* **Written task**
Reproduce the rows below verbatim, starting from the first line and ending with the line that contains "positive clicks: (588, 230) (531, 174)", including that line.

### Given data

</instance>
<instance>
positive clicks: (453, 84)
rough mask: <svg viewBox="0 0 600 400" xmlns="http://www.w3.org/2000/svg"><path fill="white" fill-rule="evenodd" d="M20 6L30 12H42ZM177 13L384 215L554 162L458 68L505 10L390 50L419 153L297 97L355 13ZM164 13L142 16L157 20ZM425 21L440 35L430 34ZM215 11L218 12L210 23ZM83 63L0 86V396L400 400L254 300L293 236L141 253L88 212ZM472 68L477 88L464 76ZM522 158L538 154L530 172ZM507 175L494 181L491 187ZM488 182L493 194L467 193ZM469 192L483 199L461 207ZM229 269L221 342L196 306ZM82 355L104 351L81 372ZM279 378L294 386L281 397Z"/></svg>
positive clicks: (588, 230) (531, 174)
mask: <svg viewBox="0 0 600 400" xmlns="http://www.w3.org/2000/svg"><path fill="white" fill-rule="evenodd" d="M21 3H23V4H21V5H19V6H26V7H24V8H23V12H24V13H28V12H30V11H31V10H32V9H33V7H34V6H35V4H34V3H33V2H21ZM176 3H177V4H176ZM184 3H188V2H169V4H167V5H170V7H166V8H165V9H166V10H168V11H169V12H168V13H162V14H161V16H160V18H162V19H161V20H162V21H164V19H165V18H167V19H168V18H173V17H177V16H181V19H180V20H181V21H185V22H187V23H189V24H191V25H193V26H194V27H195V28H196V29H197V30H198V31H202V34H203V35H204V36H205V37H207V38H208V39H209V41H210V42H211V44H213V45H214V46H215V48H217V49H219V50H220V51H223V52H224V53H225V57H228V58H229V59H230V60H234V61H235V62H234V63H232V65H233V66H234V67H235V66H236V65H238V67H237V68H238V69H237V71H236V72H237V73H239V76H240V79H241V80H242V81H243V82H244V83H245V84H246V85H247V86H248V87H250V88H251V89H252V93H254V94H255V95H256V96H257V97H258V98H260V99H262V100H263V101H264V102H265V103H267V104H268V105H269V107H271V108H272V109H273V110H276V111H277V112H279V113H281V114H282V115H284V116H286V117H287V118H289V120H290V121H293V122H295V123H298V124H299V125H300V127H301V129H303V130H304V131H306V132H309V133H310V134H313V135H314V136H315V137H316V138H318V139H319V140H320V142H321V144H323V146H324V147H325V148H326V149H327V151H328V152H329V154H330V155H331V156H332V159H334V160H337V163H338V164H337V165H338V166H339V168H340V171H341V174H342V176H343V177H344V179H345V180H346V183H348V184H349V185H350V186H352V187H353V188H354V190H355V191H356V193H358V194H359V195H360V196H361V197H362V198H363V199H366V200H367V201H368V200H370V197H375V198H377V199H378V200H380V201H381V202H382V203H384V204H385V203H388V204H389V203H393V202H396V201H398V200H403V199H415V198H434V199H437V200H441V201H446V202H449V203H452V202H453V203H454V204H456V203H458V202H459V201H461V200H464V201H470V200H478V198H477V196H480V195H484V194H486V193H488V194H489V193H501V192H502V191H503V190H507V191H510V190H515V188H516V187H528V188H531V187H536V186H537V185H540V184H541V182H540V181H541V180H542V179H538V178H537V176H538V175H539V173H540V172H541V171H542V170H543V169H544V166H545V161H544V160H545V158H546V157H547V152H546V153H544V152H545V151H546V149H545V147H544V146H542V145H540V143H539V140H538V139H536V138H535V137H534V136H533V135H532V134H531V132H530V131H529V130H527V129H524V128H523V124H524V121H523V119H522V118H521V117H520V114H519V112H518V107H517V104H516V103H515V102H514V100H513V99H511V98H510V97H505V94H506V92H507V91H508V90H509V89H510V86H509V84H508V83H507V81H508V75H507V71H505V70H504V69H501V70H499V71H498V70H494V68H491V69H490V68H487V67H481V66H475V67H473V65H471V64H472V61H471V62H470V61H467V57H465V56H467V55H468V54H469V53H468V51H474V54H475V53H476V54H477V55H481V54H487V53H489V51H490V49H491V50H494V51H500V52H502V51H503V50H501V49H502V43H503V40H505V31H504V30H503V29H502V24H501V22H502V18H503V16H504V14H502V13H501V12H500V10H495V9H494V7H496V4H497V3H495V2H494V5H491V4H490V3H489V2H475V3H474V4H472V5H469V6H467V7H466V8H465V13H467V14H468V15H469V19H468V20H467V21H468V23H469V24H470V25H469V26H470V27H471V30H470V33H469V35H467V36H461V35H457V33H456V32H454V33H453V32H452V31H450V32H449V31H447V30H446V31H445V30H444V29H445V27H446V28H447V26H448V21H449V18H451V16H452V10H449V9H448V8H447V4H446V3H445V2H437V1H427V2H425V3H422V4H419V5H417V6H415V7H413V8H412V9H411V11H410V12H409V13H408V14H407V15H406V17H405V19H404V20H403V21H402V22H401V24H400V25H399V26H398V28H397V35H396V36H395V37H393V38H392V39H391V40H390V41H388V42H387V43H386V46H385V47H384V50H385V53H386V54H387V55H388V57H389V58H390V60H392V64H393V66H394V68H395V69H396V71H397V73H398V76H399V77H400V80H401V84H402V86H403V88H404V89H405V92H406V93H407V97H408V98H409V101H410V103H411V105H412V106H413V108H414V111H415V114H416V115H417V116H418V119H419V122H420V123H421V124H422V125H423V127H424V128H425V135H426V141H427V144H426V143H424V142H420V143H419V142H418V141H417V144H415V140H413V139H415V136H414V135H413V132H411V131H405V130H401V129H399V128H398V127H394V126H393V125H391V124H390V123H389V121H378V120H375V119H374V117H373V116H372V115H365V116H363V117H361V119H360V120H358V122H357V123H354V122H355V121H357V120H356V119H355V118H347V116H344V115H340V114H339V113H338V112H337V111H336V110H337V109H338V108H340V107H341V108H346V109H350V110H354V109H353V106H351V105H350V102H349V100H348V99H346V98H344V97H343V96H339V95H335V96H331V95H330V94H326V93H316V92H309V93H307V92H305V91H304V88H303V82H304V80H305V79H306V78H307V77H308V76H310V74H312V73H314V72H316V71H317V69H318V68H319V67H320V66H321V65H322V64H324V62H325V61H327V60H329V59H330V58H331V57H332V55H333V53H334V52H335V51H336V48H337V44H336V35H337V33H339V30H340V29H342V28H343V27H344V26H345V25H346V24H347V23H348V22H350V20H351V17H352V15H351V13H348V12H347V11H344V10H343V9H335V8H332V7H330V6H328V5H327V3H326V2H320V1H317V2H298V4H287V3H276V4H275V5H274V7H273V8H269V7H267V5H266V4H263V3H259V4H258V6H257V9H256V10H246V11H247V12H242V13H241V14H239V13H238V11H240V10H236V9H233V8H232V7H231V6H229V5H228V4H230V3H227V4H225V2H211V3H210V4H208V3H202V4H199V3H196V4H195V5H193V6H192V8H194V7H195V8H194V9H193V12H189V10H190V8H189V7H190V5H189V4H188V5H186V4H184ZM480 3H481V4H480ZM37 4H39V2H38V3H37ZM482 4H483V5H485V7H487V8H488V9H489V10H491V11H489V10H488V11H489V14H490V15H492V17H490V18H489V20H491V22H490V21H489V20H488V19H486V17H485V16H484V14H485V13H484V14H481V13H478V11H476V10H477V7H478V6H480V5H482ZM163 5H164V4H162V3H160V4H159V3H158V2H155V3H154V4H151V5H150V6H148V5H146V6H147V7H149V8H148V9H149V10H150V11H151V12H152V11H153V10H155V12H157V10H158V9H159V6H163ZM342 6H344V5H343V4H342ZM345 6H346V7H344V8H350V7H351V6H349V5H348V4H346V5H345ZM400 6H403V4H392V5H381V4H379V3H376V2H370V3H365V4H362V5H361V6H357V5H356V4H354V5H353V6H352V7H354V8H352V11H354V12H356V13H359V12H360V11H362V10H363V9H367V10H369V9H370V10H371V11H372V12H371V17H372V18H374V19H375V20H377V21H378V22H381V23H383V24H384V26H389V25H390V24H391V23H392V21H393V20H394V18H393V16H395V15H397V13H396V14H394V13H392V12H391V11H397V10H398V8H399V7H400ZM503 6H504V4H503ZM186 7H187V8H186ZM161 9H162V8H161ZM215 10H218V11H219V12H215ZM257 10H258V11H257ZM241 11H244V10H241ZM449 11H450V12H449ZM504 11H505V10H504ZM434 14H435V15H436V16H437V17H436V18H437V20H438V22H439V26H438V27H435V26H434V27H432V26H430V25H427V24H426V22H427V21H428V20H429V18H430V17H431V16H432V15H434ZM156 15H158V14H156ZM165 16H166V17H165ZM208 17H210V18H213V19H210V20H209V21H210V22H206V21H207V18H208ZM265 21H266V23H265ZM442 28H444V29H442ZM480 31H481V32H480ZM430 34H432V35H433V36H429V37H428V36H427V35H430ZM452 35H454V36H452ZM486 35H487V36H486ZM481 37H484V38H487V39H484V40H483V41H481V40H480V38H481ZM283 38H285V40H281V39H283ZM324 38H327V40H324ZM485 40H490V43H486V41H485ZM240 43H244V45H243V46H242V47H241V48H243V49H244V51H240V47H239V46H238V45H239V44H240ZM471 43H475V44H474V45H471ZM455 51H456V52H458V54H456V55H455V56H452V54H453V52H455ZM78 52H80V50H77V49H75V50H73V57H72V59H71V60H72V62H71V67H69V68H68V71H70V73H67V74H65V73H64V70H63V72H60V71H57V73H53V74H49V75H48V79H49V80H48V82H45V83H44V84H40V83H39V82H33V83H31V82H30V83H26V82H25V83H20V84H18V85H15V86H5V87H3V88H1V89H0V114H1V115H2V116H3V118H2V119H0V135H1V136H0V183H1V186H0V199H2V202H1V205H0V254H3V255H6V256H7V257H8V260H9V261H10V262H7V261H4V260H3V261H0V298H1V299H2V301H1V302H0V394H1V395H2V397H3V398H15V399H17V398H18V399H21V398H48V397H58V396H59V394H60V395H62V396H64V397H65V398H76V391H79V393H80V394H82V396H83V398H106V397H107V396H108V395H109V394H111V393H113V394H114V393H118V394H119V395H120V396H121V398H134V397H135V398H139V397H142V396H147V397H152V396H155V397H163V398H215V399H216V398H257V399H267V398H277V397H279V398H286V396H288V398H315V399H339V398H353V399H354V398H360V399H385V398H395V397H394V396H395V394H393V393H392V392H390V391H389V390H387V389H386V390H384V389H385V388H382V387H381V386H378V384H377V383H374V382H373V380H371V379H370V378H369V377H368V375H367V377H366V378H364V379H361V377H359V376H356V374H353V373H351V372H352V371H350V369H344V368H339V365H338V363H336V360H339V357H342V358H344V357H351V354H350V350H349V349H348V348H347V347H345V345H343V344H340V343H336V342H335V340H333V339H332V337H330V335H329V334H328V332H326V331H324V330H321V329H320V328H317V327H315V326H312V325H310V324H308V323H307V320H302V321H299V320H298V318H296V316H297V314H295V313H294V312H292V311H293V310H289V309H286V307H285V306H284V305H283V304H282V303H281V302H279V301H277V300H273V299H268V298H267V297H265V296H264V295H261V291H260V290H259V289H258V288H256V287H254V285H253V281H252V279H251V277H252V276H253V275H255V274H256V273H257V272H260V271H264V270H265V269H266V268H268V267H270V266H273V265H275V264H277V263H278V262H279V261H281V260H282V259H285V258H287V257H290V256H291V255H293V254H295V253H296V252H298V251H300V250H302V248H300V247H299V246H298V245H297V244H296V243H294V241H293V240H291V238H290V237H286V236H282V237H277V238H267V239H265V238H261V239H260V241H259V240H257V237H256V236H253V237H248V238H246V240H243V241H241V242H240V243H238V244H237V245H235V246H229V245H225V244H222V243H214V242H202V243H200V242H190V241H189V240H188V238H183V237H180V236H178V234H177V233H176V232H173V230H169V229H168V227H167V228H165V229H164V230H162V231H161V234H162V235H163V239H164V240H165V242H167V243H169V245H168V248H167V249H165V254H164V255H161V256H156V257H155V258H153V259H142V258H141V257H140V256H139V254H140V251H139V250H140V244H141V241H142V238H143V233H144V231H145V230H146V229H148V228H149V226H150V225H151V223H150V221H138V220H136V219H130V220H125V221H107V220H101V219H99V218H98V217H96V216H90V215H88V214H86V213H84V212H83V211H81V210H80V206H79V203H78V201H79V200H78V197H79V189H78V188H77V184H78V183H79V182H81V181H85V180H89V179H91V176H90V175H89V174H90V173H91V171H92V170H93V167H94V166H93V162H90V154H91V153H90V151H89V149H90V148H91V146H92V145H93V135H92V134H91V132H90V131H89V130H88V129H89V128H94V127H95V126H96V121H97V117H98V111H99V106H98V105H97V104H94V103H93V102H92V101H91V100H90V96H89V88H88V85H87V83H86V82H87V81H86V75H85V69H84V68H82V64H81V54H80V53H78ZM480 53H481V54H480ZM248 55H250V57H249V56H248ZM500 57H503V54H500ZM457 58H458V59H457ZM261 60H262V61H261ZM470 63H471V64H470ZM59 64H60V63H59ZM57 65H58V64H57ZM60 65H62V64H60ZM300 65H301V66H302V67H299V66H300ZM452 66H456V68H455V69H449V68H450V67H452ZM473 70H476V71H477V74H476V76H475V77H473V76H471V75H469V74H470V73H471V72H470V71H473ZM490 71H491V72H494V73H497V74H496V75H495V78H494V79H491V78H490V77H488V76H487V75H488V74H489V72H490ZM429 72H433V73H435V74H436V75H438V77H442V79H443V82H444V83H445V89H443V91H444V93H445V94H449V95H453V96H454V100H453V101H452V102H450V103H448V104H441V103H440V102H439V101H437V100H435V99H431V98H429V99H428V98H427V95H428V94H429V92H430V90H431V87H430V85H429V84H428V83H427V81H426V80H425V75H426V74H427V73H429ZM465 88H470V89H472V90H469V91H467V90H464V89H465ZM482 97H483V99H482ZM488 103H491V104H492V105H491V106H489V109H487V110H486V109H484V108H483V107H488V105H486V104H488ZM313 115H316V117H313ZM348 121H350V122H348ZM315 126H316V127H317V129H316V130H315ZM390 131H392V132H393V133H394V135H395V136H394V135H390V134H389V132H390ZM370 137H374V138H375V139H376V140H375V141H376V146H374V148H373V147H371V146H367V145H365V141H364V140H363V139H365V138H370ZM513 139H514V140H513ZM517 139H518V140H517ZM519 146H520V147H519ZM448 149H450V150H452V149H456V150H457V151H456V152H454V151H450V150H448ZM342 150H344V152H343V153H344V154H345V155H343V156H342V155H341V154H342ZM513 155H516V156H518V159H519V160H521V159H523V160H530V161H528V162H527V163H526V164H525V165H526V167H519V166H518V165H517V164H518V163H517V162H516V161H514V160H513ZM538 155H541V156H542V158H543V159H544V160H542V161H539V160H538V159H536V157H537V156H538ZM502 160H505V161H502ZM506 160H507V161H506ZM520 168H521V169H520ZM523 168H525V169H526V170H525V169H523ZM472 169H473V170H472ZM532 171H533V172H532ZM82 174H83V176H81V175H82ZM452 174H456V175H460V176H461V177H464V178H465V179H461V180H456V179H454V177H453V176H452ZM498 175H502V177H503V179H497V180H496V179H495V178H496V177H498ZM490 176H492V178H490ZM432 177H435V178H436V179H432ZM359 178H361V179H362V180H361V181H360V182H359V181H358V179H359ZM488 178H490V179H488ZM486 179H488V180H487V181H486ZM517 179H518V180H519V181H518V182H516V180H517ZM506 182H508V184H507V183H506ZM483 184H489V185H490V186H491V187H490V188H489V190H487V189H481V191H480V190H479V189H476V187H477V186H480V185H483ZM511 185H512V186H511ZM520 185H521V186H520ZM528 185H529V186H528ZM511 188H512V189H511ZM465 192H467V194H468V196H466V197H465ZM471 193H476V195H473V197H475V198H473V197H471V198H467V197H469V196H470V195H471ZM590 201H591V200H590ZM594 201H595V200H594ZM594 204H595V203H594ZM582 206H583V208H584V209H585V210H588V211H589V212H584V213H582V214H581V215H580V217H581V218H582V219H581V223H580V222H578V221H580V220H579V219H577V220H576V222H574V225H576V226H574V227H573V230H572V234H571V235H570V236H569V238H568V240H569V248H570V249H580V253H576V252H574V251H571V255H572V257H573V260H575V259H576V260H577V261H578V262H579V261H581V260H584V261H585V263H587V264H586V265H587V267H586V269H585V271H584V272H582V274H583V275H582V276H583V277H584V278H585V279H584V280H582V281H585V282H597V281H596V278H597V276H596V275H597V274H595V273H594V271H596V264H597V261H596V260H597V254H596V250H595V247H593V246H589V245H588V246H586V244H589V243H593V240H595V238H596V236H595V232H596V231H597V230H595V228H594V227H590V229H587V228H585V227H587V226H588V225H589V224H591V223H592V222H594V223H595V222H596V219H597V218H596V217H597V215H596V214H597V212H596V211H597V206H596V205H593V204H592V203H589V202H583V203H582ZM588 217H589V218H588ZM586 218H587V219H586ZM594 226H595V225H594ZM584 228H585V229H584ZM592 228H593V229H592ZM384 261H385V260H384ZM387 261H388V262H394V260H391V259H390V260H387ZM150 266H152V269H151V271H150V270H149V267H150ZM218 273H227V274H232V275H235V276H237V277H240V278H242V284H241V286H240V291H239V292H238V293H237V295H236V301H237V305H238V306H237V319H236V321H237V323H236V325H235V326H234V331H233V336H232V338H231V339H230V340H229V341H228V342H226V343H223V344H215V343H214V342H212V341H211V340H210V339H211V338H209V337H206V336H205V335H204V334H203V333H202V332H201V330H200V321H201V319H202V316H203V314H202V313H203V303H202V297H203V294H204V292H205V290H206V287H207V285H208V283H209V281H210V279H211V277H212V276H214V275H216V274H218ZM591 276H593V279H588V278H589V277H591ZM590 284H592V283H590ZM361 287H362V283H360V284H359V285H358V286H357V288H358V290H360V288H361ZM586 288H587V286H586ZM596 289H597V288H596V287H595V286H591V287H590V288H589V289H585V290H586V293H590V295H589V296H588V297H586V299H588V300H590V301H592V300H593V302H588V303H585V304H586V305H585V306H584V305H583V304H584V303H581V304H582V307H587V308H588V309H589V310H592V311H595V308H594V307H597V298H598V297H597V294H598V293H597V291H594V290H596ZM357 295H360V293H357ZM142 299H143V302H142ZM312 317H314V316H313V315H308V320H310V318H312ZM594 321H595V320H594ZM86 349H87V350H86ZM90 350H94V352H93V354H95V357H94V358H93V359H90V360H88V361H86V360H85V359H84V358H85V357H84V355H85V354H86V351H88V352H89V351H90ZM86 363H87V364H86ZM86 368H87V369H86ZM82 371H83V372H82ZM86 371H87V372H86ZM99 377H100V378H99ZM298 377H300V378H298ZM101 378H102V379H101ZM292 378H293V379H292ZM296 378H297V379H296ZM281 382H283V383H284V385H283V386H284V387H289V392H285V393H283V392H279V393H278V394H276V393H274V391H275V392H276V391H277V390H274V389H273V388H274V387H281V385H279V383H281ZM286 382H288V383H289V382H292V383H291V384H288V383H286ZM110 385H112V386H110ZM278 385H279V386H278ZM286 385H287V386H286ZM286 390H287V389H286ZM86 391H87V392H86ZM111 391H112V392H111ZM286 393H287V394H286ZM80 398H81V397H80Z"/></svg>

######

* **Answer**
</instance>
<instance>
positive clicks: (453, 84)
rough mask: <svg viewBox="0 0 600 400" xmlns="http://www.w3.org/2000/svg"><path fill="white" fill-rule="evenodd" d="M20 6L30 12H42ZM177 13L384 215L554 162L458 68L505 10L390 50L419 153L297 97L355 13ZM164 13L142 16L157 20ZM425 21L440 35L430 34ZM215 11L218 12L210 23ZM83 63L0 86V396L400 400L254 300L293 236L141 253L88 212ZM472 68L477 88L464 76ZM522 158L538 154L530 172ZM507 175L494 181L491 187ZM488 182L493 194L467 193ZM469 192L483 199L461 207ZM229 269L221 342L196 306ZM82 355L104 351L81 372ZM279 378L294 386L281 397Z"/></svg>
positive clicks: (588, 230) (531, 174)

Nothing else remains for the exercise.